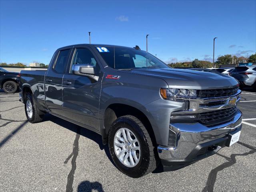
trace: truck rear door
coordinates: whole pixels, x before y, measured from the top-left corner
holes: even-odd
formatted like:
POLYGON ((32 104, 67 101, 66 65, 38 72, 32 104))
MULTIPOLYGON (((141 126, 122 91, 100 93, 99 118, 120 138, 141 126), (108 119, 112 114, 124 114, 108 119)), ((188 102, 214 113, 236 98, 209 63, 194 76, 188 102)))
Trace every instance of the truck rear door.
POLYGON ((58 50, 46 75, 45 102, 51 113, 63 116, 62 79, 66 72, 72 48, 58 50))
POLYGON ((87 126, 89 129, 98 130, 98 114, 103 68, 88 46, 75 47, 71 55, 70 64, 63 77, 64 115, 87 126), (73 64, 85 64, 94 66, 97 76, 99 77, 97 81, 73 74, 72 70, 73 64))

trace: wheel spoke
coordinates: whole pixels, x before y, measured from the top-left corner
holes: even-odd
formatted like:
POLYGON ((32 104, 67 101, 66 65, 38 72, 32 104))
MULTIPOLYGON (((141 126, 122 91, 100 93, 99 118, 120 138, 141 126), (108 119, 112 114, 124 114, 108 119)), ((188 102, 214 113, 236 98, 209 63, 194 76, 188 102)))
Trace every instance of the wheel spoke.
POLYGON ((132 143, 133 142, 132 138, 132 137, 131 136, 131 133, 129 130, 127 130, 127 139, 128 139, 128 141, 131 143, 132 143))
POLYGON ((132 165, 133 166, 134 166, 135 164, 134 161, 133 160, 133 158, 132 158, 132 152, 131 151, 129 152, 129 156, 130 157, 130 161, 132 165))
POLYGON ((136 147, 134 147, 132 148, 132 150, 134 150, 134 151, 136 151, 136 150, 140 150, 140 147, 138 146, 136 146, 136 147))
POLYGON ((116 144, 116 145, 120 147, 123 147, 124 146, 124 143, 122 143, 118 142, 118 141, 117 140, 117 139, 116 139, 115 141, 115 144, 116 144))
POLYGON ((123 137, 124 137, 124 140, 127 142, 128 141, 127 140, 127 137, 126 136, 126 134, 125 132, 125 130, 124 129, 123 129, 122 131, 123 133, 123 137))
POLYGON ((129 155, 128 155, 128 153, 126 153, 126 154, 124 155, 124 157, 123 160, 122 160, 122 163, 124 163, 124 161, 125 161, 127 159, 127 158, 128 158, 128 156, 129 156, 129 155))
POLYGON ((124 138, 122 138, 120 136, 116 136, 116 137, 117 138, 118 140, 119 140, 120 141, 122 141, 122 142, 124 142, 125 141, 124 138))
POLYGON ((119 154, 118 155, 117 155, 118 158, 120 158, 121 156, 123 155, 126 151, 126 150, 124 149, 123 149, 122 151, 121 151, 121 152, 120 152, 119 154))
POLYGON ((132 150, 132 156, 133 157, 134 157, 134 159, 135 160, 135 162, 136 163, 138 163, 139 162, 139 159, 137 157, 137 155, 136 155, 136 152, 134 150, 132 150))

---+---

Please give again the stretch from the line containing "trace: wheel spoke" through the end of the records, renaming "top-left corner" to "upper-left corner" and keeping everything else unchanged.

**The response**
trace: wheel spoke
coordinates: whole pixels, x before y, measured from the upper-left corner
holes: even-odd
formatted like:
POLYGON ((32 104, 67 101, 66 65, 38 72, 32 104))
MULTIPOLYGON (((141 126, 122 91, 100 93, 99 118, 120 138, 141 126), (108 119, 112 114, 124 114, 108 119)), ((188 102, 214 113, 236 98, 209 63, 194 76, 188 102)))
Trace every instance of the wheel spoke.
POLYGON ((132 143, 133 142, 132 138, 132 137, 131 136, 131 133, 129 130, 127 130, 127 139, 128 139, 128 141, 131 143, 132 143))
POLYGON ((132 165, 133 166, 134 166, 135 164, 134 161, 133 160, 133 158, 132 158, 132 152, 131 151, 129 152, 129 156, 130 157, 130 161, 132 165))
POLYGON ((136 147, 134 147, 132 148, 132 150, 134 150, 134 151, 136 151, 136 150, 140 150, 140 147, 138 146, 136 146, 136 147))
POLYGON ((116 144, 116 145, 120 147, 123 147, 124 146, 124 143, 122 143, 118 142, 118 141, 117 140, 117 139, 116 139, 115 141, 115 144, 116 144))
POLYGON ((123 137, 124 137, 124 140, 127 142, 128 141, 127 140, 127 137, 126 136, 126 134, 125 132, 125 130, 124 129, 123 129, 122 131, 123 133, 123 137))
POLYGON ((129 155, 128 155, 128 153, 126 153, 126 154, 124 155, 124 157, 123 160, 122 160, 122 163, 124 163, 124 161, 125 161, 127 159, 127 158, 128 158, 128 156, 129 156, 129 155))
POLYGON ((124 138, 122 138, 120 136, 116 136, 116 137, 117 138, 118 140, 119 140, 120 141, 122 141, 122 142, 124 142, 125 141, 124 138))
POLYGON ((119 154, 118 155, 117 155, 118 158, 120 158, 121 156, 123 155, 126 151, 126 150, 124 149, 123 149, 122 151, 121 151, 121 152, 120 152, 119 154))
POLYGON ((132 150, 132 156, 133 157, 134 157, 134 159, 135 160, 135 162, 136 163, 138 163, 139 162, 139 159, 137 157, 137 155, 136 155, 136 152, 134 150, 132 150))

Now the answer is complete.